[SUPPLIED RECORDS — start]

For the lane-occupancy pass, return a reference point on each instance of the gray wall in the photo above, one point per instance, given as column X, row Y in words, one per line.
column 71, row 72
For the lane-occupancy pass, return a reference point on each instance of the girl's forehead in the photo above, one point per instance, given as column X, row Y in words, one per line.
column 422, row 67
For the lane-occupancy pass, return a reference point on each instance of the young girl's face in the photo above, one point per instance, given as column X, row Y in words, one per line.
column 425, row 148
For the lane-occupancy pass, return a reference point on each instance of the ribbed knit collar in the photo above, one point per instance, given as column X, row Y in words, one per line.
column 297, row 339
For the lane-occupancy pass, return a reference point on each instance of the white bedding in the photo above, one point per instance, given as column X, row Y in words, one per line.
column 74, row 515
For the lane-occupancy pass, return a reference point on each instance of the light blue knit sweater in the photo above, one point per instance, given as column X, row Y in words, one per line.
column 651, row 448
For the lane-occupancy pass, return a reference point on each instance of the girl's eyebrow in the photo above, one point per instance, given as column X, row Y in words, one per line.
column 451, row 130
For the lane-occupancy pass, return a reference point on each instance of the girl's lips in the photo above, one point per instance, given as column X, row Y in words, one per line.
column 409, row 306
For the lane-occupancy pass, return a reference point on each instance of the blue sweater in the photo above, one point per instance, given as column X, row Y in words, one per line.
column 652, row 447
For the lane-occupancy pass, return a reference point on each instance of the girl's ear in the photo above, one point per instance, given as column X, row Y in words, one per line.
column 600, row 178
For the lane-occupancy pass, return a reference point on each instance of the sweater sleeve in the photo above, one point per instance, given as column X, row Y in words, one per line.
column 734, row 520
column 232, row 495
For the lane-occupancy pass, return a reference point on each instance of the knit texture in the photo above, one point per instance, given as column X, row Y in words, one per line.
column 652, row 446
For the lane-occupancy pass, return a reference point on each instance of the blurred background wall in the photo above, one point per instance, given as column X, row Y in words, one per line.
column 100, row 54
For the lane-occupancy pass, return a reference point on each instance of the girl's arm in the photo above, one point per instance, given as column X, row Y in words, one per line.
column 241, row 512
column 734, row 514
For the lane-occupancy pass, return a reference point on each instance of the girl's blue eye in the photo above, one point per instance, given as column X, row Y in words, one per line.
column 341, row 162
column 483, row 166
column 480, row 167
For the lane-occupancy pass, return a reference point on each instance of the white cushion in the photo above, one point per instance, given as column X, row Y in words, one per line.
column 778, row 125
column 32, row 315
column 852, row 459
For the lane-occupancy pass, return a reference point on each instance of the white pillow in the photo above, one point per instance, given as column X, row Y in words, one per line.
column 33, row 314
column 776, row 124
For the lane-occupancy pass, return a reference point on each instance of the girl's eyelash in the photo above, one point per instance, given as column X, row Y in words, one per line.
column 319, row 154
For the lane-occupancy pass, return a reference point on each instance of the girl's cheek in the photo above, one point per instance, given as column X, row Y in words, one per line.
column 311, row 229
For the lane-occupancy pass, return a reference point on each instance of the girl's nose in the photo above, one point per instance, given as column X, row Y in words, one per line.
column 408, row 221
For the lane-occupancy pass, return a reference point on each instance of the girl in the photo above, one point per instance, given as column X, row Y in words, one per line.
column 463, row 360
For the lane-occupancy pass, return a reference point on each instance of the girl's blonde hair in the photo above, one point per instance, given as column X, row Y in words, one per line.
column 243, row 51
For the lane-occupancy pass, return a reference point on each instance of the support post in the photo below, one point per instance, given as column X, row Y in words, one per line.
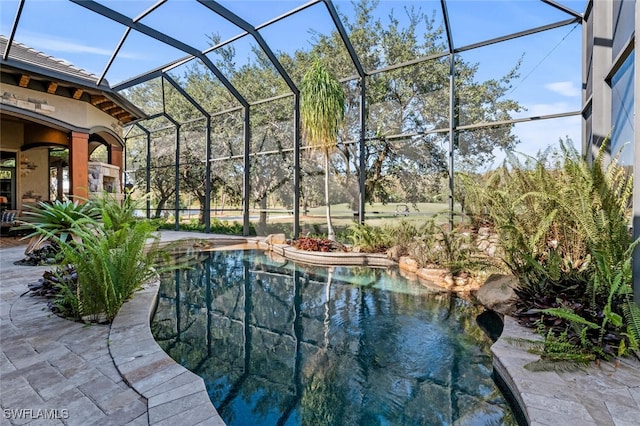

[SUPPLIED RECORDS — finish]

WHAT THE EXERCISE ASKS: Transcribe the whole listing exactly as it stands, apart from the pictures.

EXERCISE RESULT:
For the lane-occupancy pass, return a reference point on each instance of the gray wall in the photo above, one point per instance, given as column X, row Y in words, one per line.
column 71, row 72
For the lane-occupancy pass, return a reference point on each instance of the girl's forehead in the photo above, one point per instance, given as column X, row Y in words, one per line.
column 422, row 67
For the lane-occupancy pass, return a reference point on each instance of the young girl's face in the photo above, one point per instance, given as column X, row Y in words, one per line.
column 425, row 148
For the lane-occupancy pass, return a reference point on each instance of the ribbed knit collar in the photo above, one point per instance, given as column X, row Y in words, one per line.
column 297, row 339
For the lane-occupancy pass, return a reference point on each instance of the white bedding in the photo above, one point per instance, given as column X, row Y in words, one per line.
column 74, row 515
For the lane-occupancy pass, return a reference point on each instance of the light blue knit sweater in the photo above, one point per instance, given as column X, row Y in words, one per line.
column 651, row 448
For the lane-occupancy pass, return a reference point on each instance of the girl's eyebrow in the photo above, one point per instance, given as column X, row Y in words, one per line.
column 451, row 130
For the lane-occupancy pass, return a reference point on each instance of the girl's lips in the photo above, one point per instance, given as column X, row Y in words, one per line.
column 409, row 306
For the lane-occupancy pass, return a reference point on each instance of the blue sweater in the photo above, one point per instance, given as column X, row Y in words, one per line.
column 652, row 447
For the lane-occupancy pass, return a reference point on each instance of the girl's ear in the photo above, one point per instance, given as column X, row Y in words, one per line.
column 600, row 178
For the lane-occupancy pass, return a reference point on each instance of the sweater sleeve in the photo above, one point per instance, given as column X, row Y in words, one per line.
column 734, row 520
column 232, row 495
For the lane-occupancy pass, return a reference point on each instance of the knit texture in the photo above, one point per instance, given as column X, row Y in words, one per line.
column 652, row 446
For the lane-occupancy pass, return a reference point on each instance of the blurred background wall in the photo above, one point per instance, given as column X, row Y in words, one per line.
column 100, row 54
For the lane-occupancy pass, return a reference point on each instance of the girl's arm in the photo above, one point per instance, given as column X, row Y in words, one per line.
column 241, row 512
column 734, row 514
For the lane-occupancy pass, return a reference point on each instance of the girl's blue eye in the photo above, one point per instance, given as column X, row Y in words, one per line.
column 341, row 162
column 483, row 166
column 480, row 167
For the lane-occupancy pass, return a reference point on each instance of the white cushion in the photo above, one point per instance, given as column X, row Y in words, one per line.
column 778, row 125
column 32, row 315
column 852, row 459
For the lane-occupancy pass, return a reference point on each instance of the white pillow in the photo above, one point per instance, given as column X, row Y in words, one per line.
column 33, row 314
column 776, row 124
For the lane-occupancy pass, return a reference point on each instance of the girl's eyelash in the photo above, one point per instance, given as column X, row Y in words, one per line.
column 319, row 154
For the lane-occupancy pass, return a reference point on each instance of the girl's cheek in the photo above, one point per instance, given as column X, row Y in words, one per line.
column 311, row 229
For the lane-occupancy pass, return a reference point on each instance of the girl's nose in the photo above, one point per instance, given as column X, row Y in words, one per line.
column 408, row 221
For the lane-occupancy pass, return a reference point on each instance of the girl in the photo above, one point per instance, given as column X, row Y in words, one per line.
column 463, row 360
For the lane-occupancy pass, return a reference point on each instance of the girl's blonde hair in the photo above, one point per instance, given as column X, row Y in words, one per line.
column 243, row 51
For the lane-occupancy pass, return a reference point on each instance of the support post in the photo below, one point per instance, given as column X, row Y in words, one per line.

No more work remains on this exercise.